* STATED EXERCISE
Reproduce the data below verbatim, line for line, with no changes.

# # # # #

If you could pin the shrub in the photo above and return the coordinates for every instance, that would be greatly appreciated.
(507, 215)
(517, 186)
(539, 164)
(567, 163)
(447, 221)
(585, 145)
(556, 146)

# # # # #

* EXERCISE OUTPUT
If you could pin the shrub in the photo above and return the coordinates for every instance, that would be greatly appreciated.
(507, 215)
(517, 186)
(539, 164)
(567, 163)
(447, 221)
(585, 145)
(556, 146)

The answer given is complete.